TEXT SEGMENT:
[Begin]
Miletus was a city primarily of nature, but also of writers, sculptors, town planners, historians and sages.

Civilization means water... An essential, if perhaps not often restated, definition. So many places on earth bear witness to it, and Anatolia is one of them. The creators of the great civilizations have always been those who founded cities next to rivers, lakes and seas. And even if we overlook their temples rising to the sky, their majestic theatres, and their monumental avenues and sculptures, their sages still haunt us even today...

   

City of sages


Some 2100 years ago today, Strabo, writer of the ‘Geography’, enumerates the sages of Miletus: “Among them were also Thales, one of the seven sages of the world, who originated mathematics and natural philosophy among the Greeks, and his student, Anaximandros, and Hecataios of the ‘Historia’, and Aiskhines, an orator who lived in my own time and was exiled for speaking out too freely in the presence of Pompey the Great.”
[End]
TASK SET:
(a) Decide whether each statement agrees with the Miletus passage, and support each yes or no with the deciding words quoted from it. (i) Strabo describes Thales as one of the seven sages of the world. (ii) Aiskhines was exiled for speaking too freely in the presence of Julius Caesar. (iii) Anaximandros was a student of Thales.
(b) According to the Miletus passage, how long ago did Strabo list the sages of Miletus?
(c) Resume the Miletus passage after its last sentence, which quotes Strabo.

PROVIDED DATA:
[Begin]
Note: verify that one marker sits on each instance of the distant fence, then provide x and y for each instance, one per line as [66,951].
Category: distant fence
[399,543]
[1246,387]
[End]
SOLVED TASKS:
(a)
(i) Yes: "Thales, one of the seven sages of the world"
(ii) No: "exiled for speaking out too freely in the presence of Pompey the Great"
(iii) Yes: "and his student, Anaximandros"

(b) Some 2100 years ago.

(c)
Thales, who is also mentioned in the book, ‘In the waters of the Greater Meander: Priene, Miletus, Didyma’, is a learned man who predicted the solar eclipse of 5 May 585 B.C. exactly one year in advance. This scientific calculation later influenced Arabs, Iranians and Turks in the Islamic world. Meanwhile, its effects in Europe were observed in the Renaissance and laid the foundation for science in the 19th century. Hippodamos of Miletus must also be added to the list. This great town planner implemented his grid system of intersecting streets not only in Miletus and Priene but also in Greece and Italy. The system was later repeated in Alexandria, Macedonia and on the island of Rhodes. Its purpose: to take continuous advantage of light and breezes. To prevent cramped houses that obstruct each other’s sun and wind. Nor did it apply only to houses and streets; even today in the dog-days of August the corridors and enclosed staircases of Miletus’ theatre provide relief from nature’s sweltering heat.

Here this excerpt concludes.